=== Extracted material ===
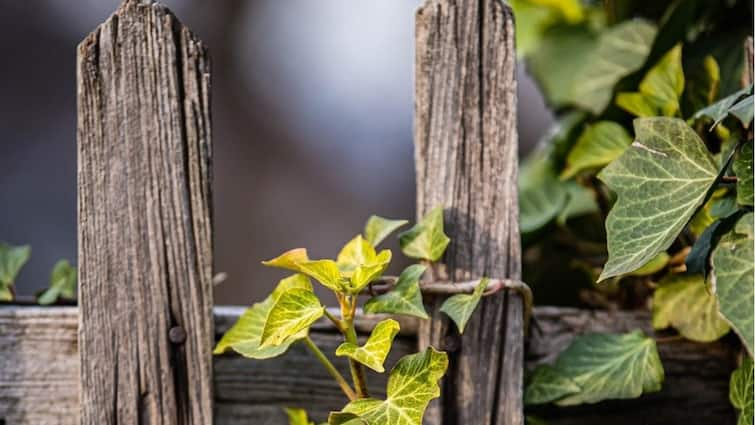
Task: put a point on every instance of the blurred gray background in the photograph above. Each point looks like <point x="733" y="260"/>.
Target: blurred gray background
<point x="313" y="109"/>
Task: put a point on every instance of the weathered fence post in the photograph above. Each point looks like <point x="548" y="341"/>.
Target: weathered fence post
<point x="466" y="160"/>
<point x="145" y="234"/>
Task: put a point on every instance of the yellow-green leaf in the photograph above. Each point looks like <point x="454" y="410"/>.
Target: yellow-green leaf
<point x="609" y="366"/>
<point x="461" y="306"/>
<point x="294" y="311"/>
<point x="741" y="391"/>
<point x="598" y="145"/>
<point x="734" y="282"/>
<point x="245" y="336"/>
<point x="405" y="298"/>
<point x="373" y="353"/>
<point x="412" y="384"/>
<point x="682" y="301"/>
<point x="426" y="240"/>
<point x="378" y="228"/>
<point x="660" y="180"/>
<point x="62" y="283"/>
===
▸ Exercise directions: Copy every line of the records above word for word, leaving out the pictures.

▸ Task answer:
Task: put a point on every instance of the blurred gray background in the photograph above. Each point looks like <point x="733" y="260"/>.
Target: blurred gray background
<point x="313" y="109"/>
Task: put a point on every instance of the weathered fence post in the photograph above. Each point looks like <point x="548" y="341"/>.
Target: weathered fence post
<point x="466" y="160"/>
<point x="145" y="234"/>
Task: put a point on every instance of the yellow-green leaf in the photograph above. Each point looks like <point x="454" y="410"/>.
Target: yellow-green leaf
<point x="609" y="366"/>
<point x="461" y="306"/>
<point x="294" y="311"/>
<point x="741" y="391"/>
<point x="598" y="145"/>
<point x="734" y="282"/>
<point x="245" y="336"/>
<point x="405" y="298"/>
<point x="373" y="353"/>
<point x="412" y="384"/>
<point x="682" y="301"/>
<point x="426" y="240"/>
<point x="378" y="228"/>
<point x="660" y="180"/>
<point x="62" y="283"/>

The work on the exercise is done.